--- PASAJE DADO ---
===
Gabo decía que ella administraba lo más difícil de su vida: las finanzas, el control de la casa, “el departamento de rencores”, las fronteras de la privacidad, y era el espíritu blindado para proteger al escritor de su tiempo creativo entre las nueve de la mañana y las tres de la tarde. Mercedes cuidó que nadie invadiera el tiempo del escritor. En más de sesenta años de convivencia conocieron los sinsabores de la pobreza, la gloria, la fama, descubrieron de cerca la soledad del poder, y conjuraron esa soledad siempre con la flor amarilla de los buenos presagios, preservando siempre a los amigos antiguos y llevando a la balanza del corazón y la conciencia, la miel de los espejismos.
===
--- SOLICITUD DADA 1 ---
Por favor, copia literalmente del pasaje todo lo que va desde "Gabo decía que" hasta "de los espejismos.".
--- SOLICITUD DADA 2 ---
Según el pasaje, ¿en qué horario transcurría el tiempo creativo del escritor?

--- FILAS PROPORCIONADAS ---
===
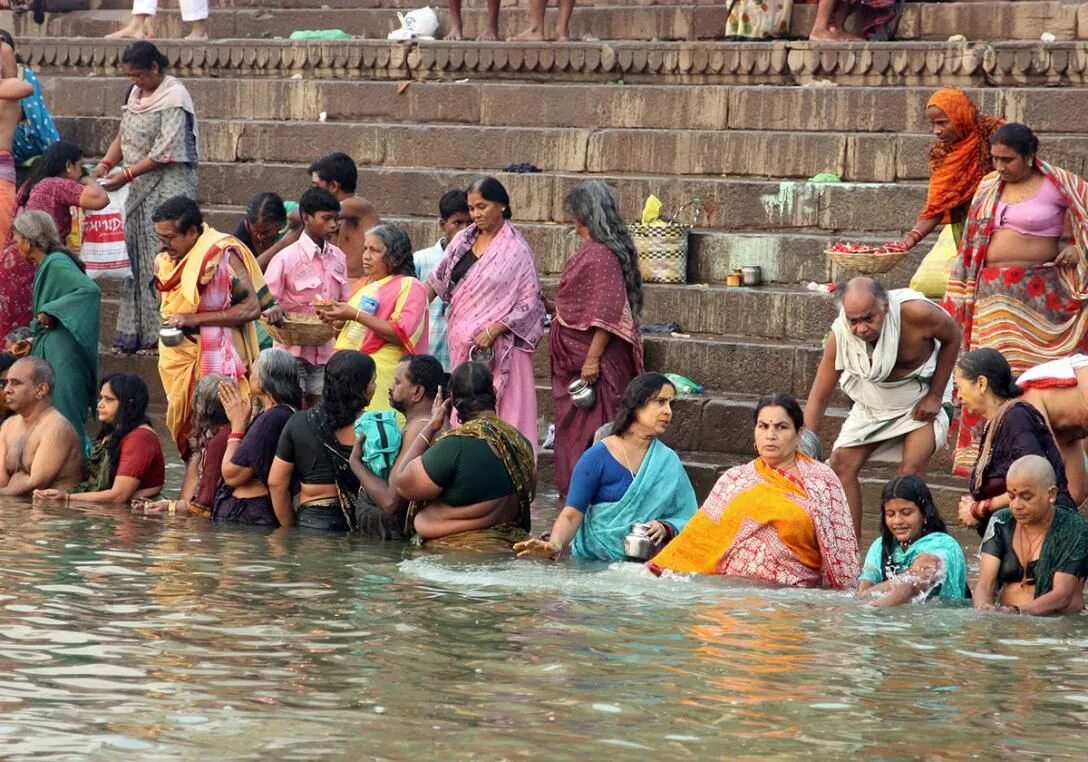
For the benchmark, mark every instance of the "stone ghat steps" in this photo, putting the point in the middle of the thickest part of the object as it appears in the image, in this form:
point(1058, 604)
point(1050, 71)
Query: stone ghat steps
point(855, 157)
point(600, 106)
point(704, 469)
point(787, 257)
point(1025, 20)
point(999, 64)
===
--- RESPUESTA FINAL 1 ---
Gabo decía que ella administraba lo más difícil de su vida: las finanzas, el control de la casa, “el departamento de rencores”, las fronteras de la privacidad, y era el espíritu blindado para proteger al escritor de su tiempo creativo entre las nueve de la mañana y las tres de la tarde. Mercedes cuidó que nadie invadiera el tiempo del escritor. En más de sesenta años de convivencia conocieron los sinsabores de la pobreza, la gloria, la fama, descubrieron de cerca la soledad del poder, y conjuraron esa soledad siempre con la flor amarilla de los buenos presagios, preservando siempre a los amigos antiguos y llevando a la balanza del corazón y la conciencia, la miel de los espejismos.

--- RESPUESTA FINAL 2 ---
Entre las nueve de la mañana y las tres de la tarde.